Task statement => In the entries that follow, find the line containing "In the photo above, where can the grass", then output exactly every line from the first through that one.

Input data =>
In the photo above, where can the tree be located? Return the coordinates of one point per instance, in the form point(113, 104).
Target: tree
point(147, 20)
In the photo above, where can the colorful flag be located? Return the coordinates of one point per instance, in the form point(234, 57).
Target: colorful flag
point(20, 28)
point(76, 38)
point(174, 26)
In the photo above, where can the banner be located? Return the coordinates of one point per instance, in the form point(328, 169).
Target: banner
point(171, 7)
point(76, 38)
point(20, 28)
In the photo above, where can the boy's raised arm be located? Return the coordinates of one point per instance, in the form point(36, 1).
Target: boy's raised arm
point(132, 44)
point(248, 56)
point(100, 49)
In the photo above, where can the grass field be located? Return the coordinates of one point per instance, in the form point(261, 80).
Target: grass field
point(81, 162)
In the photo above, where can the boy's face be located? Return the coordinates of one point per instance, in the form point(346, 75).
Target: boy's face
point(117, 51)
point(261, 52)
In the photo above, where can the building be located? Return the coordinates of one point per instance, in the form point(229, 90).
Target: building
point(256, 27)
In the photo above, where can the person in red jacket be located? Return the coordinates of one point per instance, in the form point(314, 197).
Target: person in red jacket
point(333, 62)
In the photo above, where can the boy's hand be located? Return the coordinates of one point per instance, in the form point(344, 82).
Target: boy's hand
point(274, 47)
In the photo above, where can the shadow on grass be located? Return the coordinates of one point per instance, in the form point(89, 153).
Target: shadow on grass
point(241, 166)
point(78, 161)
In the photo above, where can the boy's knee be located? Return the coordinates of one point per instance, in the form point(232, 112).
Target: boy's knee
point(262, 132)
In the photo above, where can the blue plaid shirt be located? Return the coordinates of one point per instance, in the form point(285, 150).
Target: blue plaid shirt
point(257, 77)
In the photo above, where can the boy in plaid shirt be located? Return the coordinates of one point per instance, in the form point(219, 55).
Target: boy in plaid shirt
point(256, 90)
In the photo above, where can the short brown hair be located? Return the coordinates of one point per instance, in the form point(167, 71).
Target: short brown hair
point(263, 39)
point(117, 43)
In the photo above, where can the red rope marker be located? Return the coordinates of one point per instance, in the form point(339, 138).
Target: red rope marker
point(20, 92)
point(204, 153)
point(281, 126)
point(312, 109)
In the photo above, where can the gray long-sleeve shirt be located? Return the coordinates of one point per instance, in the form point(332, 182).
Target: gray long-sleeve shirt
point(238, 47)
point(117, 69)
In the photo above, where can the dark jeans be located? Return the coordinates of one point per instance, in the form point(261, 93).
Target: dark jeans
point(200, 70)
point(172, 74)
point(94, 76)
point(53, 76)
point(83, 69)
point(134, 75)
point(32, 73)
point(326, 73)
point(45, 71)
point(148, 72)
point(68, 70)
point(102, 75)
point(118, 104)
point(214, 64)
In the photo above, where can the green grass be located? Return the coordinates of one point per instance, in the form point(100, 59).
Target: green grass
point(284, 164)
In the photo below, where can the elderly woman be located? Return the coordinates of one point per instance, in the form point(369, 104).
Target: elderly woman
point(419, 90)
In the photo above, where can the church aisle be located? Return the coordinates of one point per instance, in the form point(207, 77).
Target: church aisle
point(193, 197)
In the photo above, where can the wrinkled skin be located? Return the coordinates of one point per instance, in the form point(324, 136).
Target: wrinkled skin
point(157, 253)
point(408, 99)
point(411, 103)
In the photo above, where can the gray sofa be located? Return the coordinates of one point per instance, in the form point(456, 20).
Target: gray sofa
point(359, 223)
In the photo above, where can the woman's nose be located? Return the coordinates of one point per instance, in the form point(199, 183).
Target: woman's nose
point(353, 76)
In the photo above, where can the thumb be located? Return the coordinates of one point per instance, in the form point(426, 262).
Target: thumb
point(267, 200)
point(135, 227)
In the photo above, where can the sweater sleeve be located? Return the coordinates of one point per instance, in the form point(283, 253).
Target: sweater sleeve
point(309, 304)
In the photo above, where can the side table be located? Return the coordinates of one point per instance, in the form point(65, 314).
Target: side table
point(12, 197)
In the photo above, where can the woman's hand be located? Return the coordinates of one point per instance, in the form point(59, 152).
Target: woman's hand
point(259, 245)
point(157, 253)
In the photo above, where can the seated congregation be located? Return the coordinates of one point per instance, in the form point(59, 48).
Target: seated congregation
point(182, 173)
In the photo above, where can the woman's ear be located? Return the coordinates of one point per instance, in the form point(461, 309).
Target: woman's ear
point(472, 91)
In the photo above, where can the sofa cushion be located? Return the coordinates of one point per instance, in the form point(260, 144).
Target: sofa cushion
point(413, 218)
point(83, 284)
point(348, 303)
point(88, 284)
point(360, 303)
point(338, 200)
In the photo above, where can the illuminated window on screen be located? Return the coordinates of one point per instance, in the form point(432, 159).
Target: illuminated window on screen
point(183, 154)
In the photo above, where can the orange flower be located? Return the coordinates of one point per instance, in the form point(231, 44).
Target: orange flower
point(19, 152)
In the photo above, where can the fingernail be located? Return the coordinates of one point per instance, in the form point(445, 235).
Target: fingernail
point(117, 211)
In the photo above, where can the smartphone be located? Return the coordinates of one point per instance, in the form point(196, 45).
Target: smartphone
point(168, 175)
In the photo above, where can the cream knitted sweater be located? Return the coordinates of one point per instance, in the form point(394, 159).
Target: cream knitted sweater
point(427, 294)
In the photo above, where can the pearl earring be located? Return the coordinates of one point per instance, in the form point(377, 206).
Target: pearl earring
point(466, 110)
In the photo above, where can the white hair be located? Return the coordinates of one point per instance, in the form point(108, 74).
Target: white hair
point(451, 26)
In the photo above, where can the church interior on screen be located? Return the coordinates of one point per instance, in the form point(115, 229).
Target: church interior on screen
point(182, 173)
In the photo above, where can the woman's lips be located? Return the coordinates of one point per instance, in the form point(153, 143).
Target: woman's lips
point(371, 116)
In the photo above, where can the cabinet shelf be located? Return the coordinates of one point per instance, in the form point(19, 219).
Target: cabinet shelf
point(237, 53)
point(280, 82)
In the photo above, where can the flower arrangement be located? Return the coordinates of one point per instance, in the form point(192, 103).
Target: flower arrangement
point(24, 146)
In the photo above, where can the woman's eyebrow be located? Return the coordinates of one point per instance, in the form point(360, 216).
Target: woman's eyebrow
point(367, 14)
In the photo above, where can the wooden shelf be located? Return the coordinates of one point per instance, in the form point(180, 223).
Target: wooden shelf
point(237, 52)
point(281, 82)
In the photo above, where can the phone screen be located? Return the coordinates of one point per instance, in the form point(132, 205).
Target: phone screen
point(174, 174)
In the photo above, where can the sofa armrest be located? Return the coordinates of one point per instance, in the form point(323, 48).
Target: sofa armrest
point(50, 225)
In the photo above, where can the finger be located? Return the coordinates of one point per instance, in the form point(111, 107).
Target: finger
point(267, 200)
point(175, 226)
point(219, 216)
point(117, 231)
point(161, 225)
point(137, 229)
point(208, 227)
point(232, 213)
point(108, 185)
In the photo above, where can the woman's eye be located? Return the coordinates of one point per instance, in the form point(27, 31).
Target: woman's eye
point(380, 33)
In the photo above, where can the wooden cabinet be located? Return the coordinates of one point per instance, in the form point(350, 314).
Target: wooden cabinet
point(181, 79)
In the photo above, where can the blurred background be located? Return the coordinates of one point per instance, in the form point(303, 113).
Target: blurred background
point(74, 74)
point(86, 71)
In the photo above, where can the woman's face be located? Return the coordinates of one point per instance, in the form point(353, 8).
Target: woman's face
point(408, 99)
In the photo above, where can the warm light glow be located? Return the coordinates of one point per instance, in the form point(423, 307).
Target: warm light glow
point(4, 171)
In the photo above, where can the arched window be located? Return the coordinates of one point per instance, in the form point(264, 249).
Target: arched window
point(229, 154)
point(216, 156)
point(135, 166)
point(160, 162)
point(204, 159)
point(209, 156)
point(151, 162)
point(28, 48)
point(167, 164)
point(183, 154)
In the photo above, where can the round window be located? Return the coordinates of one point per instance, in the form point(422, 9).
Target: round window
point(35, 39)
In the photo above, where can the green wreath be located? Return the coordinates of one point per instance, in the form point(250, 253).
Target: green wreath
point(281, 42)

Exercise result =>
In the photo above, where can the tree be located? Return the coordinates of one point per instance, in the form point(113, 104).
Target: tree
point(147, 20)
In the photo above, where can the colorful flag be located? Return the coordinates of one point per instance, in the form point(234, 57).
Target: colorful flag
point(20, 28)
point(76, 38)
point(174, 26)
In the photo above, where can the banner be located? Return the coordinates of one point per instance, in the form point(328, 169).
Target: banner
point(171, 7)
point(76, 38)
point(20, 28)
In the photo above, where can the boy's raised arm be located? Return the coordinates of one point per instance, in the form point(36, 1).
Target: boy's raised arm
point(132, 44)
point(248, 56)
point(100, 49)
In the photo above, where can the grass field be located? Return the coordinates of one point per instance, in the form point(261, 80).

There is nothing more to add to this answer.